# [PROBLEM DETAILS]
Beginning at the line that has "Each instance of the aviator" and running through the end of the listing below, write the lines out again with "photo" swapped for "image" and everything else kept the same. Omit the pictures from your answer.

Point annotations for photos

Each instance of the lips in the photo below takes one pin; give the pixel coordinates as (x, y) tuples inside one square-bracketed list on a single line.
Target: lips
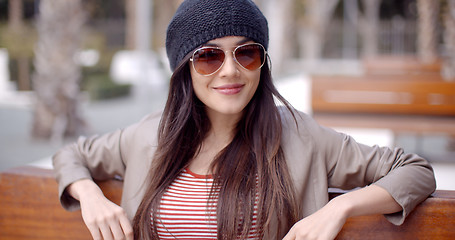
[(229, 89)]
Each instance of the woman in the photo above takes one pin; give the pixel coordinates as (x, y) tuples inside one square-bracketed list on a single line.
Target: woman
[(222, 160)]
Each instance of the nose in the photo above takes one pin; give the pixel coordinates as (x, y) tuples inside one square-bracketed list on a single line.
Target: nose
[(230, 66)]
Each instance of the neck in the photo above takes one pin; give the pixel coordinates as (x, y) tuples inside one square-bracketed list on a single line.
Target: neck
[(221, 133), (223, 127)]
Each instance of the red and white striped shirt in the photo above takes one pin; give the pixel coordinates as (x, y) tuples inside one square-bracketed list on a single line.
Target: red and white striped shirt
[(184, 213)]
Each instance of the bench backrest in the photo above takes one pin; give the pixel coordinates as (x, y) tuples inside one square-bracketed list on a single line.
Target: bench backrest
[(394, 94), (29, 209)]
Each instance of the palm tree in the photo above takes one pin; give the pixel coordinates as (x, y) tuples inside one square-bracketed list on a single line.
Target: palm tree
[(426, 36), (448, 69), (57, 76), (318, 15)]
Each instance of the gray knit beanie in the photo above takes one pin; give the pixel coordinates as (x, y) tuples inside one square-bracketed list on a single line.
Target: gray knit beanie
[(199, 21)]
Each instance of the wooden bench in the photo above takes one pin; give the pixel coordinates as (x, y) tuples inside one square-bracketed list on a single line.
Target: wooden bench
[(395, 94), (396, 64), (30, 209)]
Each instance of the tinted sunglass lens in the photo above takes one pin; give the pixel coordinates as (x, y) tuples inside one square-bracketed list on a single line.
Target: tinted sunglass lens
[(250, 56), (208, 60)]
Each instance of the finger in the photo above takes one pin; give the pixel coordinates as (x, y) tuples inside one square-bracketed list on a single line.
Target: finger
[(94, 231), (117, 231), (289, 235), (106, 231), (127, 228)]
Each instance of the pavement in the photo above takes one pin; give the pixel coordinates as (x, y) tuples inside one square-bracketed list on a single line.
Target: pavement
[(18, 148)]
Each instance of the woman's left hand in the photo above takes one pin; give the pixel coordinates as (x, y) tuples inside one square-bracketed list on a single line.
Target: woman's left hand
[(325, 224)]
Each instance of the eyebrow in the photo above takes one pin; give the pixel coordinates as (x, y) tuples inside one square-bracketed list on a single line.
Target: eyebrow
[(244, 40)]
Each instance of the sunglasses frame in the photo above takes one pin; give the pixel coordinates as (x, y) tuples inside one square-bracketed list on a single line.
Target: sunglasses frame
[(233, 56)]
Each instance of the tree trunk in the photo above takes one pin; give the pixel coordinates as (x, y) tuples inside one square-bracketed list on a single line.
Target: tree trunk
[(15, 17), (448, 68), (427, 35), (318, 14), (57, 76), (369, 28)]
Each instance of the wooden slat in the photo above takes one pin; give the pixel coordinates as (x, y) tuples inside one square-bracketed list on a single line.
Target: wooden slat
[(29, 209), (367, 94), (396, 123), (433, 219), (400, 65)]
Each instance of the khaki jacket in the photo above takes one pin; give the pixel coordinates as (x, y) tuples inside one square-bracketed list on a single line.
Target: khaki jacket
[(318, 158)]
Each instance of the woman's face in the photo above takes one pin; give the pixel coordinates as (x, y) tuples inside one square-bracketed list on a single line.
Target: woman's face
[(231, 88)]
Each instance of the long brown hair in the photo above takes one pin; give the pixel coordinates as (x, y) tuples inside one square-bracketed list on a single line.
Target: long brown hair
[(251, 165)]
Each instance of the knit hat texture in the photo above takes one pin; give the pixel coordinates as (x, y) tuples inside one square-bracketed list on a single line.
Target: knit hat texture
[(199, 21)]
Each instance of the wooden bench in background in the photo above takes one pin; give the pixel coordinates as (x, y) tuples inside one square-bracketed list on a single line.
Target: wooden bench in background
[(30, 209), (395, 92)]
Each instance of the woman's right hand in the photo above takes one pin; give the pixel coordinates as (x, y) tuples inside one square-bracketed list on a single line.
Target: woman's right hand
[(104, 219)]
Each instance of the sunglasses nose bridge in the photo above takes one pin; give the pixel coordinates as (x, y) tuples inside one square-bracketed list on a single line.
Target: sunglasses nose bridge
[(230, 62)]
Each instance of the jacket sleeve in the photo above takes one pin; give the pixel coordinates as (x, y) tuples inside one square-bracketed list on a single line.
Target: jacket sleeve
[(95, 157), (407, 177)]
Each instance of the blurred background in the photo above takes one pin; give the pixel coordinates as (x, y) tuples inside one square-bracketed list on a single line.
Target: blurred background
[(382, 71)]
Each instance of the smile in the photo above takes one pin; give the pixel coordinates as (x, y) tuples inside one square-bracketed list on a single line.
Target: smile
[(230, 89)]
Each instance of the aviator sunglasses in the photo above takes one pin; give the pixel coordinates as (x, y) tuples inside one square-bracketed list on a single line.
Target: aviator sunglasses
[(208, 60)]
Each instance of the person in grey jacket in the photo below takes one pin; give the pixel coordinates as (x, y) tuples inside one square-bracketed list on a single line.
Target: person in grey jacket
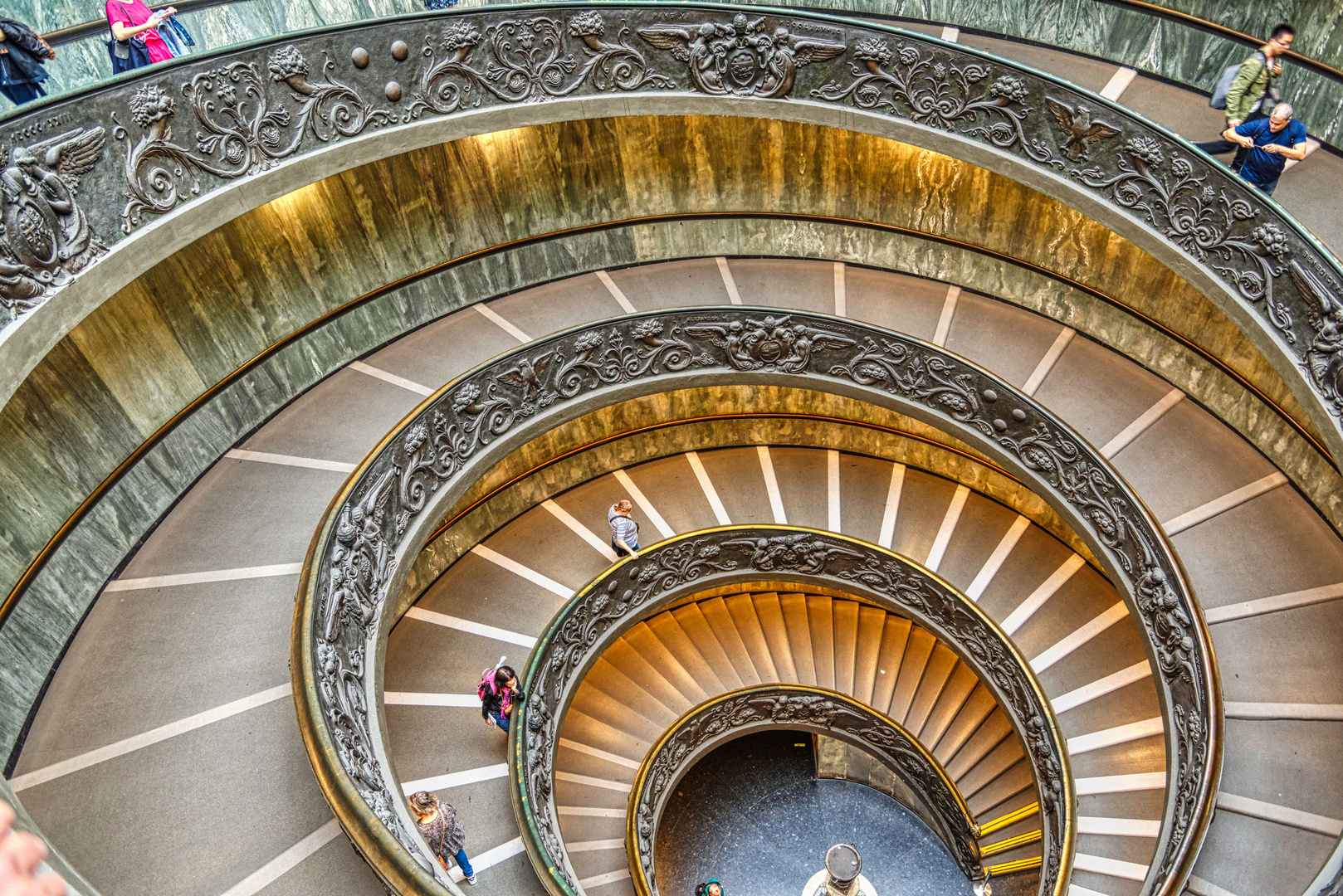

# [ANSWER TO THIS EXERCISE]
Each instance of the aviator sunglasses in the image above takes one pin; give the pixel coordinates as (x, y) tuples inside one square-bracketed list on a single line.
Target: aviator sunglasses
[(208, 60)]
Each instance of the person in grey jacket in the image below takes one pin; give the pixel coordinates as (x, y) tuples inside one square-bracketed list on a single line.
Target: person in grey jacket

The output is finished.